Write out the entries below once more, exactly.

Given records:
▽

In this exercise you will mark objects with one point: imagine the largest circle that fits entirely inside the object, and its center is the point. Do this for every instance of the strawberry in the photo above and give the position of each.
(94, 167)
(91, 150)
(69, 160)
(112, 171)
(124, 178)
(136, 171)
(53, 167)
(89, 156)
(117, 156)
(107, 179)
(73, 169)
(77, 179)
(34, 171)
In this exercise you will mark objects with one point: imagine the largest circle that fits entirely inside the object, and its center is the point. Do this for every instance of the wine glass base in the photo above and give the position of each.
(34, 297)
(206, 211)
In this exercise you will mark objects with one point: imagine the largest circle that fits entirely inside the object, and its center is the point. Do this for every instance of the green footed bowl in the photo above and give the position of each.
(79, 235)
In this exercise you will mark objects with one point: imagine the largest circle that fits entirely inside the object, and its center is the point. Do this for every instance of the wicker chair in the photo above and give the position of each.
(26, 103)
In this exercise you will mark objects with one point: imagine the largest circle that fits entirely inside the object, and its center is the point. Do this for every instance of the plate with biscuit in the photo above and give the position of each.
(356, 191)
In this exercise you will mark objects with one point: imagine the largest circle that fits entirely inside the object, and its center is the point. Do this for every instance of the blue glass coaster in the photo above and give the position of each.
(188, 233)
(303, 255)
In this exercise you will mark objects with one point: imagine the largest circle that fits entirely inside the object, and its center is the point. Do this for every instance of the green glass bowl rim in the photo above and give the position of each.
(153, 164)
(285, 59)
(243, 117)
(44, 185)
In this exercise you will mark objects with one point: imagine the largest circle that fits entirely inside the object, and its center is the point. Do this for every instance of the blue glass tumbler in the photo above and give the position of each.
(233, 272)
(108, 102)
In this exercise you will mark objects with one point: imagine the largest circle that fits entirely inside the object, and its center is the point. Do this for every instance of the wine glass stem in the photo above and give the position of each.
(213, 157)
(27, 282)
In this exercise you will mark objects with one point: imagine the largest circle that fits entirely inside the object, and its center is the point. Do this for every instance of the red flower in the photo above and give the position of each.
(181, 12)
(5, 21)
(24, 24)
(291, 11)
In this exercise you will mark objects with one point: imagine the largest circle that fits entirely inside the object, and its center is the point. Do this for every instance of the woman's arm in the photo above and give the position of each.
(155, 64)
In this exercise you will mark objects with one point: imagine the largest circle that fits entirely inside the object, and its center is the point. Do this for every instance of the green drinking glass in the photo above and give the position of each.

△

Full response:
In this exercise you will mark objects with one point: imagine the largest circle that fits entirely inside the object, and its center is the point. Do this for every instance of the strawberry in the photo above and give the position of each.
(94, 167)
(91, 150)
(69, 160)
(112, 171)
(124, 178)
(136, 171)
(53, 167)
(89, 156)
(117, 156)
(107, 179)
(73, 169)
(77, 179)
(34, 171)
In this exercise you will mark objects with one point: imagine the largest circle that fits entirely inside the object, and its center is the point. Do this for every instance of the wine glass base in the photo above and give the position of each.
(34, 297)
(206, 211)
In this exercise you will mark objects with one point: imagine the largest circle that fits entirely inside the object, and its center is the point. Do this for every instance of the green footed bowl in the photo above and give the position of each.
(79, 235)
In this exercise you will mark objects with one point: imagine the largest circle that fits entirely inside the object, and its center is the point. Do this for every instance of the wicker chair in the photo above and give the position of each.
(26, 103)
In this exercise you will mark objects with one point: imagine the largest circle that fits entirely inside the object, and its center is the point. Do this for every instance of the plate with biscuit in the photo above and give the position of each.
(356, 191)
In this exercise you will mark objects with one point: imagine the largest circle that fits entirely inside the object, and its center is the point. Do this for every instance of the blue glass coaster in the photo above and give the position of each.
(188, 233)
(303, 255)
In this exercise you will mark objects with one point: imagine the largest circle that fits entirely inside the object, and its center is the point. Do this for every instance of the green glass bowl rim in the photo above and give the position of each.
(153, 164)
(285, 59)
(243, 117)
(44, 185)
In this exercise you will mark objects with one point: imagine the largest circle that fits entirely inside the object, and its center is the point. Do this for every instance of the blue glass tumbler in the photo above and give the position of each.
(233, 272)
(108, 102)
In this exercise you will mark objects with one point: imagine the largest circle that fits entirely inside the object, and its center is the point. Do this for every instance of the wine glass stem in the photo above and give the position of each.
(213, 157)
(27, 282)
In this exercise you will mark objects with one point: imagine the largest circle that fits entirely inside the object, and its center is the point. Do this for every instance of the red flower in the photo above and give the position of each.
(181, 12)
(5, 21)
(24, 24)
(291, 11)
In this exercise you will mark objects with one point: imagine the largest circle that fits entirely inside the object, and its center is the point. Do this for every instance of the woman's arm in the photo above and give the position of each.
(155, 64)
In this exercise you will mark objects with one point: imagine the largest circle that fits entirely inside the object, and its center is the point. Do this for every instance of the green drinking glass in the photo above and give the position of each.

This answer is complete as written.